So, Mr. Speaker, initially when this bill was introduced, there were various press releases. I have copies of a couple here of June 14th, and June 13th of this year, and the headlines were always to protect health and safety. The bill was introduced, Bill No. 68 introduced, or at least it didn't have a number at that juncture, but it was an Act to Continue Healthcare Services in Nova Scotia. It quickly became evident to all of us that the main thing to do was to, first of all, change the title to an Act to Eliminate Healthcare Services in Nova

[Page 5949]

Scotia because that is really essentially what it was doing. It was brought in to protect health and safety.

Very quickly the Premier injected himself into the whole area of negotiations, if you will, although albeit a third party removed, and as someone said at the Law Amendments Committee, one of the presentations, when you inject yourself as a third party in the fight, it is always the third party that loses in a fight but, anyway, it was there. So very quickly after the introduction of this bill we saw the headlines, in the print media particularly is where I saw it, that the health care workers could not be trusted, essential services, although we know now that there were good agreements, particularly throughout the province, the regions and the district health authorities, that they were strong, well satisfied on the essential services that would be available in the event of a strike. So this strike-breaking action and this cessation of the collective agreement process in this province was halted in midstream by this dropping of Bill No. 68.

☆ ☆ ☆ ☆ ☆

▸ **Task set**
[a] In the debate passage, what title did Bill No. 68 have when it was introduced?
[b] Reproduce the debate passage word for word, starting with "So, Mr. Speaker, initially" and going on through "in to protect health and safety.".

▸ **Natural-language descriptions of regions**
☆ ☆ ☆ ☆ ☆

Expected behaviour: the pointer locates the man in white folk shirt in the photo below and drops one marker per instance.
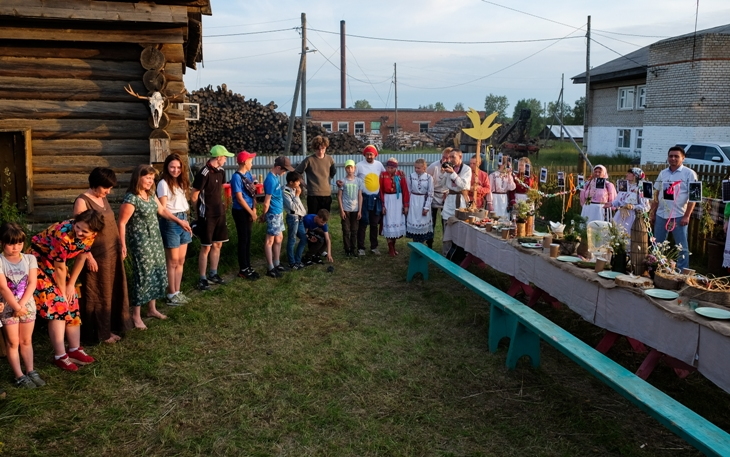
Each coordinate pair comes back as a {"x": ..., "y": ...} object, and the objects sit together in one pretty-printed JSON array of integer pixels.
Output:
[
  {"x": 456, "y": 177},
  {"x": 439, "y": 192}
]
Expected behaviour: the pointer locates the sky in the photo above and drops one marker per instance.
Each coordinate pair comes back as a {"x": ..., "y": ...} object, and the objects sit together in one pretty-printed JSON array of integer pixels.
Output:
[{"x": 259, "y": 55}]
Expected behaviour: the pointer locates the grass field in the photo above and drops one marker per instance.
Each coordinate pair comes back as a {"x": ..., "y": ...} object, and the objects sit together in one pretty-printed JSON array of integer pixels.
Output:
[{"x": 352, "y": 363}]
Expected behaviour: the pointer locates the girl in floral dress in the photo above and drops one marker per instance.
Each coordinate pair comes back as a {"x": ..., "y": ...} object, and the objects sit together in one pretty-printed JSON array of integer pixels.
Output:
[
  {"x": 139, "y": 213},
  {"x": 55, "y": 294}
]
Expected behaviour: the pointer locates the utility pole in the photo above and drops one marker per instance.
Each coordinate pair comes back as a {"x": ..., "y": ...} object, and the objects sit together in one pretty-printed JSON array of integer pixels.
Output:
[
  {"x": 562, "y": 103},
  {"x": 304, "y": 84},
  {"x": 343, "y": 72},
  {"x": 395, "y": 82},
  {"x": 586, "y": 112}
]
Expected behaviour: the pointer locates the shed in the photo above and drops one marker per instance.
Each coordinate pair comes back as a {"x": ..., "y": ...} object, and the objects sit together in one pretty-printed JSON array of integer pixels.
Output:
[{"x": 63, "y": 108}]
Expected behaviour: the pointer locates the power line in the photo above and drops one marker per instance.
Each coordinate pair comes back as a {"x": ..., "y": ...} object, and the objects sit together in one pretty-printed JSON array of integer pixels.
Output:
[
  {"x": 251, "y": 33},
  {"x": 256, "y": 23},
  {"x": 403, "y": 40},
  {"x": 622, "y": 55},
  {"x": 568, "y": 25},
  {"x": 495, "y": 72}
]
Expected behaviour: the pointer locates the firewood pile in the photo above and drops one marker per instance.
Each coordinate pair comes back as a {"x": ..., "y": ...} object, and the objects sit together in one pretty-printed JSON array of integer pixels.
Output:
[
  {"x": 404, "y": 141},
  {"x": 229, "y": 119}
]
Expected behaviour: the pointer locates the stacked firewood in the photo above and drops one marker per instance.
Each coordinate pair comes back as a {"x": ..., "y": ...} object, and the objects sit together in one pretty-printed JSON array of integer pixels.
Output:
[{"x": 229, "y": 119}]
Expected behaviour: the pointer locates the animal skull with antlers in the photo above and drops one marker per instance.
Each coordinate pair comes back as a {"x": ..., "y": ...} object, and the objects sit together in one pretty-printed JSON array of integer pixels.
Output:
[{"x": 156, "y": 100}]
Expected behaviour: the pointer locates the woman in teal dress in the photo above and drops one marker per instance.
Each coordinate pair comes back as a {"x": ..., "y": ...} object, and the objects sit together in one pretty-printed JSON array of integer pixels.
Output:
[{"x": 139, "y": 213}]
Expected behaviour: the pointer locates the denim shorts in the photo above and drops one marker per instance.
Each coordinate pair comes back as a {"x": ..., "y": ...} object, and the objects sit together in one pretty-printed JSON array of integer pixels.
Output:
[
  {"x": 173, "y": 236},
  {"x": 274, "y": 224}
]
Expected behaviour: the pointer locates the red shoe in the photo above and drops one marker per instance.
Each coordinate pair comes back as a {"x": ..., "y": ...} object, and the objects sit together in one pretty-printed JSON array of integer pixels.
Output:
[
  {"x": 80, "y": 357},
  {"x": 65, "y": 363}
]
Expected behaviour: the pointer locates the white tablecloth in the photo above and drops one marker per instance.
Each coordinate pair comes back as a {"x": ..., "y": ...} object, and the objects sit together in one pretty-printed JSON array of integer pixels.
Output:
[{"x": 663, "y": 325}]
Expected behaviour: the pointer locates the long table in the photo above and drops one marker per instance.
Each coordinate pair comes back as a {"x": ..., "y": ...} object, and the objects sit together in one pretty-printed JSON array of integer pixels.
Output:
[{"x": 664, "y": 325}]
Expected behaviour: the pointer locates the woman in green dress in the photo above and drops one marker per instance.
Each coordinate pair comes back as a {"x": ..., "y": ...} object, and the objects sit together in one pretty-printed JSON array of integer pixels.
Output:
[{"x": 139, "y": 212}]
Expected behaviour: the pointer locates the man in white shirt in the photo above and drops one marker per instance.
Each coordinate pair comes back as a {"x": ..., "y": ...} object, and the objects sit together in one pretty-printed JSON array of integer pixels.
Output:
[
  {"x": 369, "y": 171},
  {"x": 455, "y": 177},
  {"x": 670, "y": 210},
  {"x": 439, "y": 192}
]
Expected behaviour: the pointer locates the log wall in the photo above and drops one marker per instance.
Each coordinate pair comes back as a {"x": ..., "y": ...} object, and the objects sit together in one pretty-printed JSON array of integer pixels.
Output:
[{"x": 71, "y": 96}]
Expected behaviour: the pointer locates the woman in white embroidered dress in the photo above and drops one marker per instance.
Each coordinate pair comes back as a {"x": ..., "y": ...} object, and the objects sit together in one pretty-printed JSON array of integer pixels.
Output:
[
  {"x": 596, "y": 192},
  {"x": 629, "y": 202},
  {"x": 419, "y": 225}
]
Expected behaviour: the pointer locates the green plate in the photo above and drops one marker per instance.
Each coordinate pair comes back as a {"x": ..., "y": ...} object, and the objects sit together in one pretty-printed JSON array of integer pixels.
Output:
[
  {"x": 662, "y": 294},
  {"x": 713, "y": 313},
  {"x": 531, "y": 245},
  {"x": 609, "y": 274}
]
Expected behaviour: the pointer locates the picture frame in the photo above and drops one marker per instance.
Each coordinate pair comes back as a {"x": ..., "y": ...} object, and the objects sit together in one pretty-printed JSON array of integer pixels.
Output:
[{"x": 695, "y": 192}]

☆ ☆ ☆ ☆ ☆

▸ **Responses by task**
[a] An Act to Continue Healthcare Services in Nova Scotia.

[b]
So, Mr. Speaker, initially when this bill was introduced, there were various press releases. I have copies of a couple here of June 14th, and June 13th of this year, and the headlines were always to protect health and safety. The bill was introduced, Bill No. 68 introduced, or at least it didn't have a number at that juncture, but it was an Act to Continue Healthcare Services in Nova Scotia. It quickly became evident to all of us that the main thing to do was to, first of all, change the title to an Act to Eliminate Healthcare Services in Nova

[Page 5949]

Scotia because that is really essentially what it was doing. It was brought in to protect health and safety.